> YOUR INSTRUCTIONS: Within the material below, locate the line with "for chess piece." and the line with "Pick out a point on every instance of the wooden table.", then return those two lines and all lines between them, exactly as written.

> SOURCE DATA:
-- Opening Marker --

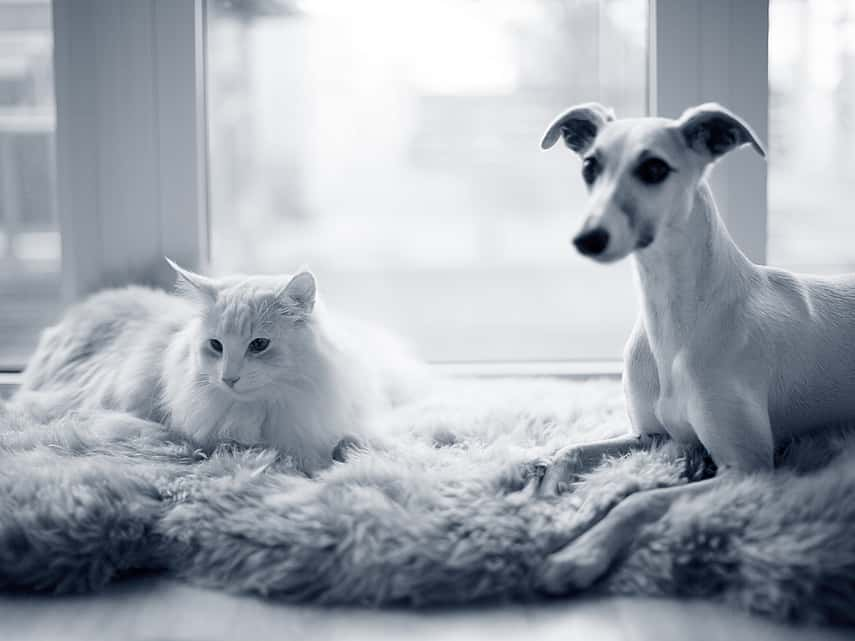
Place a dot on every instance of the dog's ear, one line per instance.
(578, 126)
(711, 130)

-- Closing Marker --
-- Opening Marker --

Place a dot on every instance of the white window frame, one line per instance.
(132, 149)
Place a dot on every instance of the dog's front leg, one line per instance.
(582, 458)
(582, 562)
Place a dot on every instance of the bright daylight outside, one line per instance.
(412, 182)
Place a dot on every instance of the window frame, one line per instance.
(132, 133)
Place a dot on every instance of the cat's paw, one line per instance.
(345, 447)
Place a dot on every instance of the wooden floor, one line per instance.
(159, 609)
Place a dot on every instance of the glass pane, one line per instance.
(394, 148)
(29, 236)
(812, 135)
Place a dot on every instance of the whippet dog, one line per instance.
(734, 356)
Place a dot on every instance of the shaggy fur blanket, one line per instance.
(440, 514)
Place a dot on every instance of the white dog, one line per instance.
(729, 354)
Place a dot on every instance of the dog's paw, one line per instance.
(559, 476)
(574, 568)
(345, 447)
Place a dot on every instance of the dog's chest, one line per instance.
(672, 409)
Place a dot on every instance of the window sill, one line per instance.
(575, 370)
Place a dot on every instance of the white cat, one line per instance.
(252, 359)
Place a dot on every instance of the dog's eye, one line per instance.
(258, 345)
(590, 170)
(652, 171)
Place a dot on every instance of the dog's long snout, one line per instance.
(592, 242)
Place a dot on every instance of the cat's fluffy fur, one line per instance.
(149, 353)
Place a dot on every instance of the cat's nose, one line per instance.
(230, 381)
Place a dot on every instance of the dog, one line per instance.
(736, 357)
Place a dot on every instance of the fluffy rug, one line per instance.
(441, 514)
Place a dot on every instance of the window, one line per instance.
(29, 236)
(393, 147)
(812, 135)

-- Closing Marker --
-- Opening Marker --

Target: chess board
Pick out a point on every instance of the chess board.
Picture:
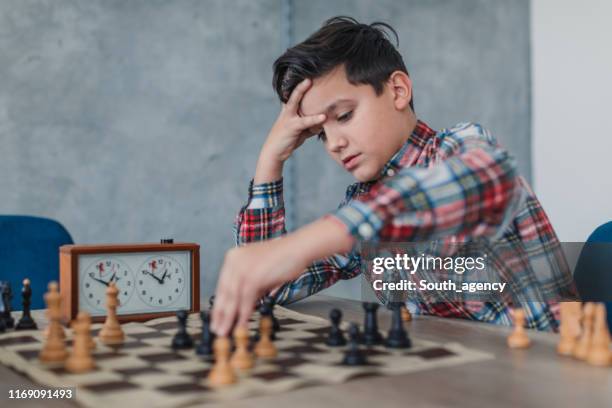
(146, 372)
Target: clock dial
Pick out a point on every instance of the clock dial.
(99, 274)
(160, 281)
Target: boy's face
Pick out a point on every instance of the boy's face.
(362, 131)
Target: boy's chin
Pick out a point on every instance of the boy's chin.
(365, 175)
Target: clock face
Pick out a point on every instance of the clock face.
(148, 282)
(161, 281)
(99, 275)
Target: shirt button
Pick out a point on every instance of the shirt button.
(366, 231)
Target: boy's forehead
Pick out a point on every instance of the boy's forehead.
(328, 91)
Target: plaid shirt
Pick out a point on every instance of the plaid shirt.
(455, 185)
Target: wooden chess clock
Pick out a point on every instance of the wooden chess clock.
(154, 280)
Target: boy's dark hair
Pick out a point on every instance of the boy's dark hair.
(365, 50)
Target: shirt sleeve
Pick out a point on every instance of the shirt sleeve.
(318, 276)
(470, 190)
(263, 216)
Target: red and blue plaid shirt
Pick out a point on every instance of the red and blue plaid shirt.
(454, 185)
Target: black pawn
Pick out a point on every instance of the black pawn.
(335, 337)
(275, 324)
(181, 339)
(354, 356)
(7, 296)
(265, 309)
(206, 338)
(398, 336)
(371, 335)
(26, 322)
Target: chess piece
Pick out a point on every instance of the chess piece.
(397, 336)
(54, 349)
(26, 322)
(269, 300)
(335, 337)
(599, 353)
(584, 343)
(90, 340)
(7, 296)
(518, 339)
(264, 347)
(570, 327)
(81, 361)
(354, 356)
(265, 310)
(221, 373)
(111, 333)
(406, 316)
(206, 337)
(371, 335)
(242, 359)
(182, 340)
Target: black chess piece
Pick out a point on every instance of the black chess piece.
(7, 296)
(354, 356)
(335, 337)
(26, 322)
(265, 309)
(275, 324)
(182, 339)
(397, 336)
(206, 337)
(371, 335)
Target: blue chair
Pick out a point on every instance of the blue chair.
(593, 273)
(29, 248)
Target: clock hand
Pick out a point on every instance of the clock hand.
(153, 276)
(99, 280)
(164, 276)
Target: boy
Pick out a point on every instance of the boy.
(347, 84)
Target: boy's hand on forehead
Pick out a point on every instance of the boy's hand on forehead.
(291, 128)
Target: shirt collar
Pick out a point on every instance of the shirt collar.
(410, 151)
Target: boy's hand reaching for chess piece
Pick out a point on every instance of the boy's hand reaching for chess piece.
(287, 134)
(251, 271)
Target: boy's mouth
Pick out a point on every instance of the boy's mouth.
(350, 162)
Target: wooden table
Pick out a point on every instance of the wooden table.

-- Closing Marker --

> EXERCISE RESPONSE:
Pick out a point on every instance of the boy's hand reaching for chess piece.
(287, 134)
(251, 271)
Target: boy's mouth
Pick out a point on every instance of the boy's mouth.
(350, 162)
Target: wooden table
Pick out a point on every instance of the wooden table.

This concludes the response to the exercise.